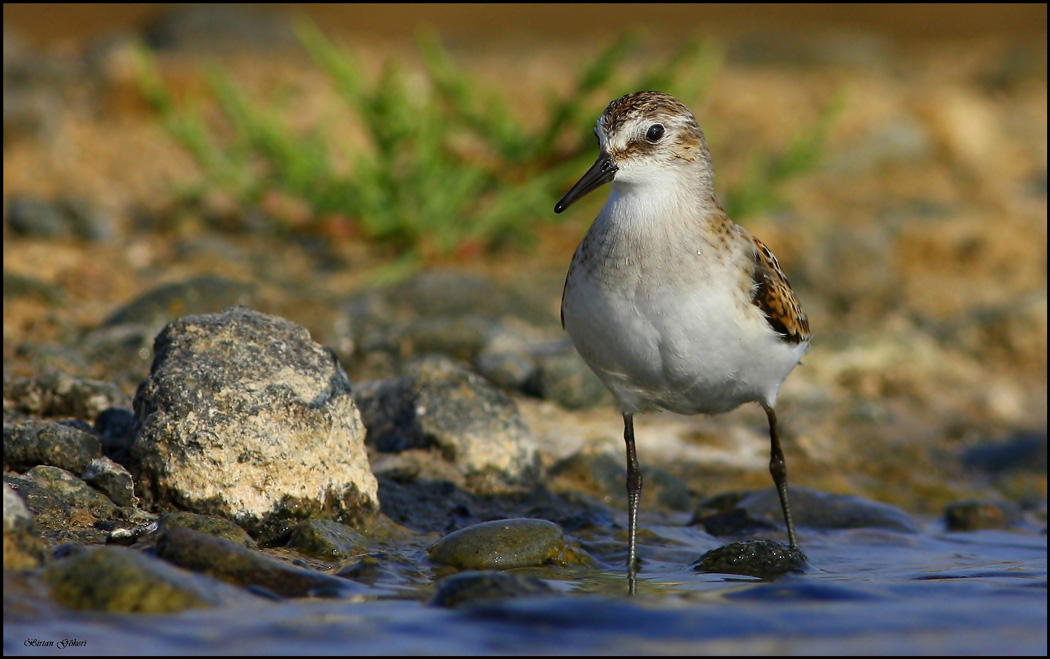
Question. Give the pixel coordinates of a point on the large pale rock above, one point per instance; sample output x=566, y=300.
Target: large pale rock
x=245, y=416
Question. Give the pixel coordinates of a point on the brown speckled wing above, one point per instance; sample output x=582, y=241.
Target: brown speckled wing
x=773, y=295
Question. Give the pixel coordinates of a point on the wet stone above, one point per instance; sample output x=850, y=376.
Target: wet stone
x=237, y=565
x=112, y=480
x=970, y=515
x=22, y=549
x=382, y=568
x=245, y=417
x=735, y=522
x=822, y=510
x=327, y=539
x=33, y=442
x=116, y=428
x=123, y=580
x=501, y=544
x=467, y=588
x=72, y=491
x=605, y=474
x=60, y=395
x=764, y=559
x=54, y=518
x=216, y=527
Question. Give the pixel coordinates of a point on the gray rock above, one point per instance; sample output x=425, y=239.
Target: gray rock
x=467, y=588
x=244, y=416
x=59, y=218
x=823, y=510
x=112, y=480
x=72, y=491
x=60, y=395
x=216, y=527
x=970, y=515
x=566, y=379
x=500, y=545
x=16, y=285
x=22, y=549
x=327, y=539
x=201, y=295
x=122, y=580
x=605, y=475
x=237, y=565
x=116, y=428
x=54, y=518
x=442, y=405
x=35, y=442
x=764, y=559
x=218, y=27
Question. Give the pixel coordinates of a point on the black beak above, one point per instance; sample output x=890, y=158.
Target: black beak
x=600, y=173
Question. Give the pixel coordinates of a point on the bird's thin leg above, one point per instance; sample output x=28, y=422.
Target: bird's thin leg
x=779, y=470
x=633, y=493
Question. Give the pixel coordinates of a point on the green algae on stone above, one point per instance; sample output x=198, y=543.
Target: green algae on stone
x=122, y=580
x=501, y=544
x=234, y=564
x=22, y=548
x=217, y=527
x=327, y=539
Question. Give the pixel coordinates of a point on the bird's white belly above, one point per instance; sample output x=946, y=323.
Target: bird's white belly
x=695, y=352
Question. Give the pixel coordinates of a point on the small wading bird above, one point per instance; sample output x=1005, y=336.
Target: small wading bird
x=669, y=301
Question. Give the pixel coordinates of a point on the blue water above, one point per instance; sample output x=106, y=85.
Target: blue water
x=867, y=592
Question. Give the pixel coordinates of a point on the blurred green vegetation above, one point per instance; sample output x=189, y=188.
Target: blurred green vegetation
x=448, y=166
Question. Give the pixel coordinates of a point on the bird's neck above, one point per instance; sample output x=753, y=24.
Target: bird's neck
x=658, y=205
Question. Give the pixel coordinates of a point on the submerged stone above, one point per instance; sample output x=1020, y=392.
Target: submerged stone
x=123, y=580
x=764, y=559
x=237, y=565
x=501, y=544
x=970, y=515
x=467, y=588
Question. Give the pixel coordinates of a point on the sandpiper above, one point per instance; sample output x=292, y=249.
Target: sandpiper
x=668, y=300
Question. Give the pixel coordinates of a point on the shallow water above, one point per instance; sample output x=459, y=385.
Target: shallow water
x=866, y=592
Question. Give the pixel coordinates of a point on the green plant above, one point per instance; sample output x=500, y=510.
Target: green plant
x=765, y=173
x=443, y=166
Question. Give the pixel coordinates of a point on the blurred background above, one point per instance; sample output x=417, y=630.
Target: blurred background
x=163, y=160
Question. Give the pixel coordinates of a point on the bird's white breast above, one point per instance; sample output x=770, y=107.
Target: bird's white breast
x=666, y=321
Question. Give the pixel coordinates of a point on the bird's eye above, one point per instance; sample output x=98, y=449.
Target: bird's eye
x=654, y=133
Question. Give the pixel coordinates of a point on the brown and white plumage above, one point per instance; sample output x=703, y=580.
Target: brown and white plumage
x=669, y=301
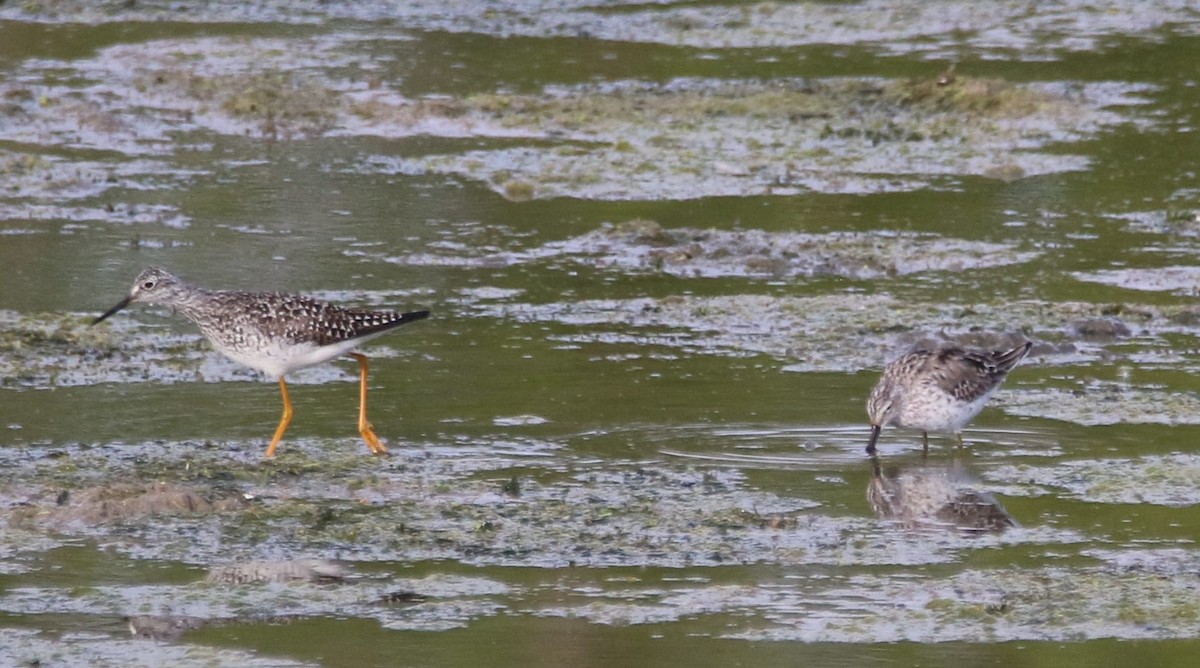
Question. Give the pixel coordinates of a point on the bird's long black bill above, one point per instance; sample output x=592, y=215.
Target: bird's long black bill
x=875, y=437
x=119, y=306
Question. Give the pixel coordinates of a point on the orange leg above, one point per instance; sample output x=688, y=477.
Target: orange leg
x=283, y=421
x=364, y=426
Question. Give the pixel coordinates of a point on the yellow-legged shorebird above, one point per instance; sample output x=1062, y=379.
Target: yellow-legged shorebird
x=273, y=332
x=937, y=390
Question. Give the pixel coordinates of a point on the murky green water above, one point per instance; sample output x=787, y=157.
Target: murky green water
x=667, y=248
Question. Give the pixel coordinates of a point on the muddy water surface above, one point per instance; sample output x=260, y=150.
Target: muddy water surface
x=667, y=248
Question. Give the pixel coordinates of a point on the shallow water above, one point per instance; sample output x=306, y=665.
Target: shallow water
x=667, y=248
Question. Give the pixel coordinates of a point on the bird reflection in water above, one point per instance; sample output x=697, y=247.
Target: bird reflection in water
x=929, y=497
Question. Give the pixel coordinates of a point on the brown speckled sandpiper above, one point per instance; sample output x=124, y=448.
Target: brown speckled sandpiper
x=273, y=332
x=939, y=390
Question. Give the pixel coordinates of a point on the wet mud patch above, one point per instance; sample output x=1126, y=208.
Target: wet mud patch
x=1108, y=403
x=887, y=26
x=1171, y=480
x=317, y=501
x=646, y=246
x=851, y=332
x=1177, y=280
x=615, y=140
x=85, y=647
x=987, y=606
x=636, y=140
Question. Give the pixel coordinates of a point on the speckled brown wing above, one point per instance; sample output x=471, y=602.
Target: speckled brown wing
x=300, y=319
x=966, y=375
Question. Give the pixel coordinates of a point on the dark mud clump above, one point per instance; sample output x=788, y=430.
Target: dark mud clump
x=124, y=503
x=293, y=570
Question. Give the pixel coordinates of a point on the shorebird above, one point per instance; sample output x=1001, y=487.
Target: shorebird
x=273, y=332
x=937, y=390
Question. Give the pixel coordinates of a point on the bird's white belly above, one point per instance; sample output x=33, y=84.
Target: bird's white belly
x=939, y=411
x=276, y=360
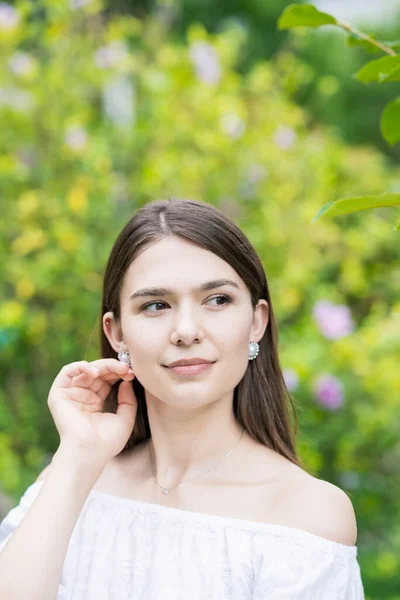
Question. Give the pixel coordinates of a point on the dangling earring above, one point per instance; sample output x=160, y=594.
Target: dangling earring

:::

_Your task_
Bring together all lines of the entries above in which the string "dangling" occurs.

_Task output_
Question. Give the pixel coordinates of a point on the dangling earring above, one point per instance; sample output x=160, y=594.
Target: dangling earring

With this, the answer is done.